* **İstenenler**:
a – Geçmiş ve sol deneyim üzerine metne göre:
(i) Geçmişin ne yapılarak öğrenilebileceği sanılır?
(ii) "Kimileri" hangi tarihten sonra "gayri insani zorlamalar"dan kurtuldu?
(iii) Kalanlar devrimci mücadeleyi hangi bilinç yanıyla taşıdı?
b – Geçmiş ve sol deneyim üzerine metinde tırnak içinde verilen ifadelerin hepsi hangileridir?
c – Geçmiş ve sol deneyim üzerine metni, son cümlesinden sonrasını yazarak sürdürür müsün?

Geçmişin, arşivlerde çalışmakla öğrenilebileceği sanılır. Bir kronolojik dökümle, tarihsel dönemeçlerin analizini ıcığına cıcığına yapabilmeye elveren belgeleri değerlendirme yetisiyle, ne olup bittiğinin kavrandığı düşünülür. Çok da yanlış değildir hani, hatta içinde yaşarken belirgin olmayan etkenlerin açığa çıkışı anlamında sağlıklıdır da, bugünden geriye doğru bakış.

Ama bu, nesneleşmiş, soğuk bir tarihtir aynı zamanda. Yaşanan bir zaman diliminin somut atmosferinde yer alan kanlı canlı insanlar, bir genellemede şöyle bir değinilen sosyolojik olgulara dönüşür. Anılarda bile. Zülbahar’a bu soruyu sorduran şey, birkaç cümlelik açıklamadan ibarettir dokümanter çalışmada. Yaşayanlar için ise hiçbir zaman ayrılamayacakları kişilik oluşumunun parçasıdır. Bir deneyimin, bilmekten öte bir şey oluşudur, yapıtaşılığıdır.

Kimileri, özellikle 12 Eylül sonrası, bütün bu “gayri insani zorlamalar”dan öyle bir kurtuldular ki, “yaşam zevkleri”ni keşifleri öyle gelişti ki, hızla zıddına dönüştüler, arkalarına bakmadan, geçmişlerine öfkeyle gittiler.

Kimileri, bu “kısıt”ları, sokağı kuşatmış atmosferle bağını kopartarak, yalnızca bir zihniyetin dışlaşması olarak tanımladılar ve “insani duyarlılıklar” edebiyatını yükselterek gittiler.

Kalanlar, sürekli tırpanlanan bir solda deneyim aktarımının mümkün olamadığını, çok genç, neredeyse çocuk yaşta omuzlara binen sorumlulukların ve feodal kültür ağırlığının yarattığı bir sendromla karşı karşıya kalmışlıklarını anlayan ve “aşarken” de, davranış motiflerindeki “sığ”lıklarla birlikte sahiplenebilenler oldu.

Bu davranışları karikatürize etmeden, devrimci mücadeleyi bunlara indirgemeden, bir dünyayı değiştirme iradesi olarak, adanma ve özgürleşme bilinci yanıyla taşıdılar. Sevdiler o çocukça pozlara bürünmüş hallerini de, saygıyla andılar, dudak bükmeden, büktürmeden büyüdüler, olgunlaştılar.

* **Sağlanan Veriler**:
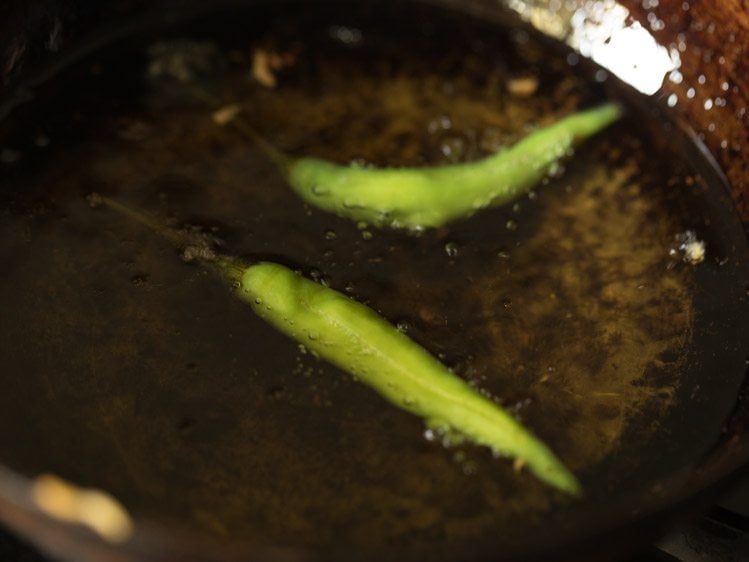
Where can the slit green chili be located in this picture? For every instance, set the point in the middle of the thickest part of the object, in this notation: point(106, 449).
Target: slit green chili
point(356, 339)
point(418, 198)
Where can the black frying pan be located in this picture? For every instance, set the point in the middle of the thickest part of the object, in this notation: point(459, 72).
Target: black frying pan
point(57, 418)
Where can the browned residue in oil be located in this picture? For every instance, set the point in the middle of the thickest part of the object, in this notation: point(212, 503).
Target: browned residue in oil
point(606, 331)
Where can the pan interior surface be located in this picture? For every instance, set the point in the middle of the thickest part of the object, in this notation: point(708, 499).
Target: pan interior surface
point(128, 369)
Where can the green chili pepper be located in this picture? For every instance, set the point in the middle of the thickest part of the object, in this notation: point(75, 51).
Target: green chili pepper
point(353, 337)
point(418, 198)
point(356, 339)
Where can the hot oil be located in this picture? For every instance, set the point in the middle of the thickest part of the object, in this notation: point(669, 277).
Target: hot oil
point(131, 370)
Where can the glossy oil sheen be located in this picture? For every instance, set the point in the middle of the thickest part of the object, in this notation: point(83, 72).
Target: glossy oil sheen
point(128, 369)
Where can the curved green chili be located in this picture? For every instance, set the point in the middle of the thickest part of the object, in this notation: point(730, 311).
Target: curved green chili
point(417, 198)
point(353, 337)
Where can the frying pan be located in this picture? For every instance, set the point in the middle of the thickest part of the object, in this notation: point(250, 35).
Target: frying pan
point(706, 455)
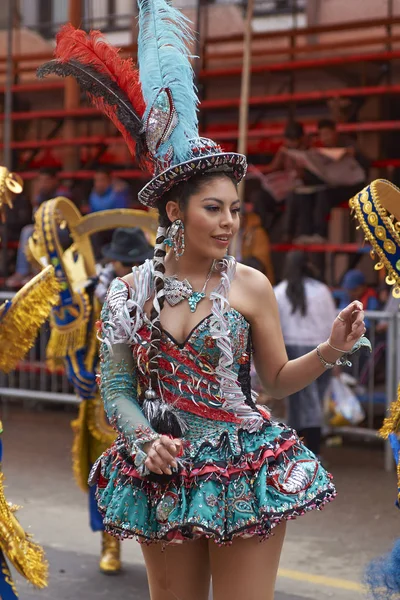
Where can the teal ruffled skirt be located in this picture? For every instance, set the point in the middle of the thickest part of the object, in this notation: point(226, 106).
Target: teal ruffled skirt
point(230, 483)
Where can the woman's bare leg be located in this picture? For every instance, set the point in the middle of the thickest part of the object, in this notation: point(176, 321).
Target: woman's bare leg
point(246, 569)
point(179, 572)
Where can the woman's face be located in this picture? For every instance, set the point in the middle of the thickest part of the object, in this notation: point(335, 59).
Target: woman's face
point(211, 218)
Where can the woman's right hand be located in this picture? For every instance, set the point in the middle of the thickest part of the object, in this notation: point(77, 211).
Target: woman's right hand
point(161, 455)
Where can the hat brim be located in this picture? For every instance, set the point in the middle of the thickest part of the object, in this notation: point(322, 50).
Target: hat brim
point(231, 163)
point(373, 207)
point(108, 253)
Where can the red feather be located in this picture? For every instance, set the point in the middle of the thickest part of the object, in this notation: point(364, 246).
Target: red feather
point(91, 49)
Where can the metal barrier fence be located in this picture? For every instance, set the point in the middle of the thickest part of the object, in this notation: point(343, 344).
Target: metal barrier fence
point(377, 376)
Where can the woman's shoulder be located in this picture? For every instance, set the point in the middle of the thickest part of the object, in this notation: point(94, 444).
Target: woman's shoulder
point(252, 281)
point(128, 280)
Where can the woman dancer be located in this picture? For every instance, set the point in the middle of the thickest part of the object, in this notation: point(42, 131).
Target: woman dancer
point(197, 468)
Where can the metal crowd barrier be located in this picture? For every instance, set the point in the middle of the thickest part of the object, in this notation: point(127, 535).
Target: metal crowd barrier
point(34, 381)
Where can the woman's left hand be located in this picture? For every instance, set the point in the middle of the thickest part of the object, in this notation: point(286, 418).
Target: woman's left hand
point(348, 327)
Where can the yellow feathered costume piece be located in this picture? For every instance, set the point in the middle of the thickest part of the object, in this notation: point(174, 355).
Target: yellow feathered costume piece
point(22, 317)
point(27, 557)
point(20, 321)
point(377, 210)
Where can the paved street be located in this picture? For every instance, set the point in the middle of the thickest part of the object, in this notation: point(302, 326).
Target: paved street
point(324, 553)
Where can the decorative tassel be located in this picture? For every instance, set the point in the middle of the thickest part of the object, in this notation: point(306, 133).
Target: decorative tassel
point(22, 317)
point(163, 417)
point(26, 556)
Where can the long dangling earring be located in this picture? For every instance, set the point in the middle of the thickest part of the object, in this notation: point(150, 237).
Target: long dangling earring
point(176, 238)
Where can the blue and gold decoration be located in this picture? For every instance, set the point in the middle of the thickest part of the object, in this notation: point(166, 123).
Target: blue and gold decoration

* **Nihai Yanıtlar**:
a –
(i) Arşivlerde çalışmakla.
(ii) 12 Eylül sonrası.
(iii) Adanma ve özgürleşme bilinci yanıyla.

b – gayri insani zorlamalar, yaşam zevkleri, kısıt, insani duyarlılıklar, aşarken, sığ

c –
Bir arşiv çalışmasında da görebilirsiniz, ama bir de yaşarken düşünün. Daha Che’nin acısı da etkisi de çok taze. Vietnam dünkü mesele. Mao yaşıyor/yeni ölmüş, Kültür Devrimi sönmemiş, Ho Amca unutulmamış. Pek beğenmesek de, “sosyalist blok” var. Asya, Afrika, Latin Amerika ayakta. 12 Mart’ın faşizmi de, Deniz’ler, Mahir’ler, İbo’lar da uzansan dokunulur henüz. Gecekondular çatışıyor, işçiler grevlerde, köylüler toprak işgalinde, üniversiteler marşlarla açılıyor. Faşist terör ve katliamlar gemi azıya almış, asker sokağımıza girmiş, parlamento felç. “Kurtarılmış bölge”ler var, “kırdan şehire gerilla”lar. Dünya çalkalanıyor, Türkiye sarsılıyor.

Ve bütün bunlar bir eda olup siniyor üstümüze, kayda değmez bir ayrıntıda, “az kuru, az pilav” gibi dokümanter niteliği olmayan bir şeyde bile.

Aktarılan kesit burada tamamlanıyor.